**COSA FARE:** Riscrivi i dati seguenti sostituendo "pixel coordinates" con "image coordinates" e senza modificare nient'altro.

**DATI:**
◇ ◇ ◇ ◇ ◇ ◇ ◇
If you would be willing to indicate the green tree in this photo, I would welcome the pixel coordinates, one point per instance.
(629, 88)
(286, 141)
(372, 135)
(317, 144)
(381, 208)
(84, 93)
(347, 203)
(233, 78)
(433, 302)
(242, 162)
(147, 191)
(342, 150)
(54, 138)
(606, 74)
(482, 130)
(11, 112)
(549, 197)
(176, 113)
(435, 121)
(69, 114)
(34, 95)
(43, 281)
◇ ◇ ◇ ◇ ◇ ◇ ◇
**RISULTATO:**
If you would be willing to indicate the green tree in this photo, I would welcome the image coordinates, one point per instance.
(629, 88)
(286, 141)
(372, 135)
(317, 144)
(381, 208)
(84, 93)
(347, 203)
(233, 78)
(433, 302)
(242, 162)
(147, 191)
(342, 150)
(54, 138)
(606, 74)
(482, 130)
(11, 112)
(549, 197)
(176, 113)
(435, 121)
(69, 114)
(34, 95)
(43, 281)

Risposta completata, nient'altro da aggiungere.